Location identification items:
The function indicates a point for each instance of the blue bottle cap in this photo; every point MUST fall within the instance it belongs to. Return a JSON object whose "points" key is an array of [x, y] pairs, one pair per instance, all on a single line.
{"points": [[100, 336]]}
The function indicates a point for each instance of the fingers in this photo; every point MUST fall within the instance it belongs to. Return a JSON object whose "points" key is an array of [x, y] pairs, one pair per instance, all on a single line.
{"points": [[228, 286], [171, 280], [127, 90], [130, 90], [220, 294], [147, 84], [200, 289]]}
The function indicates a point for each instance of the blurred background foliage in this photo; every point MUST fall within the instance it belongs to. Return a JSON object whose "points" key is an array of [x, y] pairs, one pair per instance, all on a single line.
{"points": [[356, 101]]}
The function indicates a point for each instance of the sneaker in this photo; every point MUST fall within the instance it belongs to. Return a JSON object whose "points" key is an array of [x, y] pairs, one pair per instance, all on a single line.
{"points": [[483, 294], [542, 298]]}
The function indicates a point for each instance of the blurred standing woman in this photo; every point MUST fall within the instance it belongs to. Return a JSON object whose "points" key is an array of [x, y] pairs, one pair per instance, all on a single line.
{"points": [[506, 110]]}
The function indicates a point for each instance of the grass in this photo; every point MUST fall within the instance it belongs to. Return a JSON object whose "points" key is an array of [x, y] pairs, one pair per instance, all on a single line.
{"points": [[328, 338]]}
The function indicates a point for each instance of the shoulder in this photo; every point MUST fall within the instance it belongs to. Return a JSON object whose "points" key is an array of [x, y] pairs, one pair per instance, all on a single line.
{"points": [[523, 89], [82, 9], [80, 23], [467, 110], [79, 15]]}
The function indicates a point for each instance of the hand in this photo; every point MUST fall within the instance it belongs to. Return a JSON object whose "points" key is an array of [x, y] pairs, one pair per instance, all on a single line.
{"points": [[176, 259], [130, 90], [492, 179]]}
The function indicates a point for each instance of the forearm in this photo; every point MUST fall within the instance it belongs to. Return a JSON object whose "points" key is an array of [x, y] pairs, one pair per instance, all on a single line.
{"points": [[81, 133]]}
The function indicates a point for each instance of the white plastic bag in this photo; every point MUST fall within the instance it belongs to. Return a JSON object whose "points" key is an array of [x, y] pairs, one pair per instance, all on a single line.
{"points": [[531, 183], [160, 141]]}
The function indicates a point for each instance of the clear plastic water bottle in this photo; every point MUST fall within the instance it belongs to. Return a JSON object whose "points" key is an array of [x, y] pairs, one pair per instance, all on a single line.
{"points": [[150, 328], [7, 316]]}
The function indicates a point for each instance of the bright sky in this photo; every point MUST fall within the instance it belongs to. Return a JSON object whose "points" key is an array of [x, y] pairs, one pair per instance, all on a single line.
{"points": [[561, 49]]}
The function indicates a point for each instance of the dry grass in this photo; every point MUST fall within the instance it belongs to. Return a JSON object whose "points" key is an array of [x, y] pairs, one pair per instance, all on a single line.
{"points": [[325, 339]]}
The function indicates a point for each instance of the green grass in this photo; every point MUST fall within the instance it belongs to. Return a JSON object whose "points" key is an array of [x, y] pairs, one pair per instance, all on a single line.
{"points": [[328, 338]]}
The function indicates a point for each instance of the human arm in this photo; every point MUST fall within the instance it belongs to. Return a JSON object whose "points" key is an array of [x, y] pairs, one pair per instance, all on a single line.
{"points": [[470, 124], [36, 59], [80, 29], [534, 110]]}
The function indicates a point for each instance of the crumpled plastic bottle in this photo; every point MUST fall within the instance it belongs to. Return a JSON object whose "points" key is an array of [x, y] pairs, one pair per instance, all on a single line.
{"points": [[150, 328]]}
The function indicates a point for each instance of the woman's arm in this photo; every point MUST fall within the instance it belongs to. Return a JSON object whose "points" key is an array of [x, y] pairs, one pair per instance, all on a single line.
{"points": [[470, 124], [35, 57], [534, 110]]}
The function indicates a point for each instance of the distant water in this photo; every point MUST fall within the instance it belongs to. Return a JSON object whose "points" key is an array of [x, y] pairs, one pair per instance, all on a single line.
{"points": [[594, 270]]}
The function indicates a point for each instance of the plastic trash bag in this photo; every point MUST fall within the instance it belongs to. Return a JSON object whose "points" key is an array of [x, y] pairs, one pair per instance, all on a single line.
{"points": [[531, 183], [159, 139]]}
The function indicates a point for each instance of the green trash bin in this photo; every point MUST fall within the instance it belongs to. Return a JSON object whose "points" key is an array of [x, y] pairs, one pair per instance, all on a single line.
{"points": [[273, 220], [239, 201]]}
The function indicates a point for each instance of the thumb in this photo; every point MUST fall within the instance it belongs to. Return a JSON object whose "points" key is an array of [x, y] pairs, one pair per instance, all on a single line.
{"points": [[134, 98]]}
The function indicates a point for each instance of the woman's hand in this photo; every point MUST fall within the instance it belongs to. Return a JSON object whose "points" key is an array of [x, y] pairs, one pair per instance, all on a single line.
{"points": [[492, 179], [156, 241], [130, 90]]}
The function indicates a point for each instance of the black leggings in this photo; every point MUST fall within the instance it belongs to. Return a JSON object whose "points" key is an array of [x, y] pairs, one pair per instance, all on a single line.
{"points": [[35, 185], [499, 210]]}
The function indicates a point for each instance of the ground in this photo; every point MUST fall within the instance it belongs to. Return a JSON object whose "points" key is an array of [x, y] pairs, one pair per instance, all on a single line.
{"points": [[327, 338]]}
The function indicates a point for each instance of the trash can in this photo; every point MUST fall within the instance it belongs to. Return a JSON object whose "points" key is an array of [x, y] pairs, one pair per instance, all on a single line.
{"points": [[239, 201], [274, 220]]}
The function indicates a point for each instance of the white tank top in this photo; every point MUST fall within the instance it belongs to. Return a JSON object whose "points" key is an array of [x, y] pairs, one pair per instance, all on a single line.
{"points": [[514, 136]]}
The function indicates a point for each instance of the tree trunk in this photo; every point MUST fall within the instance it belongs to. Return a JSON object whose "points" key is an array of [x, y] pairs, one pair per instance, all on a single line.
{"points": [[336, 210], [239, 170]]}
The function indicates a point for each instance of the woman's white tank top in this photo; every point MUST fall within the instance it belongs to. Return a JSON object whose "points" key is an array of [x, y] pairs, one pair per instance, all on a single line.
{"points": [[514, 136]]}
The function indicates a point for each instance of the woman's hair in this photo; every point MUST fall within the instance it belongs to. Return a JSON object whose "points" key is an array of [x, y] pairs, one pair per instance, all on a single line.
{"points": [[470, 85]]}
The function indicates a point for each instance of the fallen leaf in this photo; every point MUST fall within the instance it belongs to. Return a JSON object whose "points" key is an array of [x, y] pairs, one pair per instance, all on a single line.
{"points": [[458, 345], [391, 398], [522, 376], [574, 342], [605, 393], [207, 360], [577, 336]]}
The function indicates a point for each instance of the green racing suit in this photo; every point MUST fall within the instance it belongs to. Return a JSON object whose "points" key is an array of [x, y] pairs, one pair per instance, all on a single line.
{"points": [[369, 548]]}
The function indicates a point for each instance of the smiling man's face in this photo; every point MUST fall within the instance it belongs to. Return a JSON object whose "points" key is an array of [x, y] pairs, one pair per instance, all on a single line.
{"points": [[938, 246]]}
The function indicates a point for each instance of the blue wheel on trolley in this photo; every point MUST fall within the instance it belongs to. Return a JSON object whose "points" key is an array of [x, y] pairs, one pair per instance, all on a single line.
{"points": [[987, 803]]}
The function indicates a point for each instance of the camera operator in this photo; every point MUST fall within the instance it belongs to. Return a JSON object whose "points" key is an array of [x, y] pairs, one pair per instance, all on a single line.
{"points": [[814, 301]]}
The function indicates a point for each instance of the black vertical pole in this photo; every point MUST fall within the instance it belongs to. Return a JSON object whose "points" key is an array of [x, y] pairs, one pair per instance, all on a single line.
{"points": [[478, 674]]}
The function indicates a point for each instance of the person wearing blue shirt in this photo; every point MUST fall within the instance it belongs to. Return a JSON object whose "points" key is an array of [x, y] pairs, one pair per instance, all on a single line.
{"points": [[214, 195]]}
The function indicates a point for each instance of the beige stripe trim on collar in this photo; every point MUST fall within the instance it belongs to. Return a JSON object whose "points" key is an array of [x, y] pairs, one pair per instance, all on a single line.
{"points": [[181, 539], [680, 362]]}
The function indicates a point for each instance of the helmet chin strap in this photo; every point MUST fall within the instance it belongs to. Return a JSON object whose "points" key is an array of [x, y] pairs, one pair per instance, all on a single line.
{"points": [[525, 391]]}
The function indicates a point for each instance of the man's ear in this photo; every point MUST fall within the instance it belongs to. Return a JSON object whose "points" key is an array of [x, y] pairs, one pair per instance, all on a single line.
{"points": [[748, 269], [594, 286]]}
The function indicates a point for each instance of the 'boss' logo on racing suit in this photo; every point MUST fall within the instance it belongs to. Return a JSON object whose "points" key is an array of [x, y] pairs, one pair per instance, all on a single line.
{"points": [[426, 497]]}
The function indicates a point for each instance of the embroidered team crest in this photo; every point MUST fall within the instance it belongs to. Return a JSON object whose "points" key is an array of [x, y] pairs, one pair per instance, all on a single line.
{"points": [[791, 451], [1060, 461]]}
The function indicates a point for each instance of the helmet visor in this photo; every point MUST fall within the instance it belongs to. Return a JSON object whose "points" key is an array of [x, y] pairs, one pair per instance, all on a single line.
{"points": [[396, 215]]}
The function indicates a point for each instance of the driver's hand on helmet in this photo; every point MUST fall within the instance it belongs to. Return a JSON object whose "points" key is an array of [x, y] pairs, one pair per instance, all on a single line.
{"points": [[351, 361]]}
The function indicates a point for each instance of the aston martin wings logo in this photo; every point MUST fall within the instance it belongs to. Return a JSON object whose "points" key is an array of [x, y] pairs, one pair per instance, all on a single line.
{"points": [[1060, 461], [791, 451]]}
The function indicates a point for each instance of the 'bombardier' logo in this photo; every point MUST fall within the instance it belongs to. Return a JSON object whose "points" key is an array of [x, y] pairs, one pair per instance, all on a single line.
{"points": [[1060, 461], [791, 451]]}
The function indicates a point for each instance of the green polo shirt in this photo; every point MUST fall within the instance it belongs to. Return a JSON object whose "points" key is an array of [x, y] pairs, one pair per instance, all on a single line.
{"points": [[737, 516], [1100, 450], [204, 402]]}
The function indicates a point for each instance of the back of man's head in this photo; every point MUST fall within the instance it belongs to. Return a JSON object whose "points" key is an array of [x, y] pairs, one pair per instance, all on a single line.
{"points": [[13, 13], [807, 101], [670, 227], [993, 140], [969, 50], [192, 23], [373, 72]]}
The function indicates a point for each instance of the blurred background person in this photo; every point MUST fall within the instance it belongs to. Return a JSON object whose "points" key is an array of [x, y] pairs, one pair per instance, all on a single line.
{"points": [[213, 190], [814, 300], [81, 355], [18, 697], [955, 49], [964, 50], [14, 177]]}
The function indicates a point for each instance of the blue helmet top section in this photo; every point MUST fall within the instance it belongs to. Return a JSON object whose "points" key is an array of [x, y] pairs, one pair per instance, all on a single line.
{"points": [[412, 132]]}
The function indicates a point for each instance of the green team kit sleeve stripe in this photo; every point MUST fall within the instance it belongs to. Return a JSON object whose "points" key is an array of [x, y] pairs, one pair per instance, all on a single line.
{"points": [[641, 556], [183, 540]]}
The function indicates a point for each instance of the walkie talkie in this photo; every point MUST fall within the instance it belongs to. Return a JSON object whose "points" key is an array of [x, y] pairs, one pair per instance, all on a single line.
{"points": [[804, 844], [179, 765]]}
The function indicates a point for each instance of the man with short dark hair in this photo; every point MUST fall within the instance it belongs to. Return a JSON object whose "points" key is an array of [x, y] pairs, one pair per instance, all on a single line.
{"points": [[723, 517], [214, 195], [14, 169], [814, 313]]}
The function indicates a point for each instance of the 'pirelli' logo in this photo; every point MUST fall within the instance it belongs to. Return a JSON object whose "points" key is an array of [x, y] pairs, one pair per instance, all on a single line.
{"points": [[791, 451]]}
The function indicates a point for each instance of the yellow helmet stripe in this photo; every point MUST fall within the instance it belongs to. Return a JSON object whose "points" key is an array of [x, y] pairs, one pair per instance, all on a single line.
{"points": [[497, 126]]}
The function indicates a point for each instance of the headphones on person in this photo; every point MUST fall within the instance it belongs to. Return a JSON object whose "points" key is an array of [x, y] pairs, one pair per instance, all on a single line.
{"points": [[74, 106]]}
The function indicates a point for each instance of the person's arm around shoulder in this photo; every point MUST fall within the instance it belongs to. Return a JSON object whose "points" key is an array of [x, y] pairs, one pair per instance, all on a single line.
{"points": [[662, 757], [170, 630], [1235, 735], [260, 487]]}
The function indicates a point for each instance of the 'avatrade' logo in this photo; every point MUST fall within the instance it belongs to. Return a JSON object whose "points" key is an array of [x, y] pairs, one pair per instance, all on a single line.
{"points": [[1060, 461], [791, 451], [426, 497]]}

__AIM__
For this exercise, please retype exactly the lines in the listing from the line with "The function indicates a point for each instance of the person's" through its last line, both ends included.

__THE OUTPUT__
The function indicates a point for each instance of the person's arm around shoulder in this photo; every point MUST fall within the instance it belongs to. Return a JSON object whose "points" key is an array of [x, y] pairs, one pair per instance, all on a single line.
{"points": [[662, 757], [170, 630], [1235, 735], [260, 487]]}
The function indicates a point for each instance of the 'avatrade' logo in this photo; every point MUST fall within the instance it belongs to. Return a JSON object whose "points" key is an array of [x, y] pairs, one pair per instance, all on a single line.
{"points": [[1060, 461], [791, 451], [426, 497]]}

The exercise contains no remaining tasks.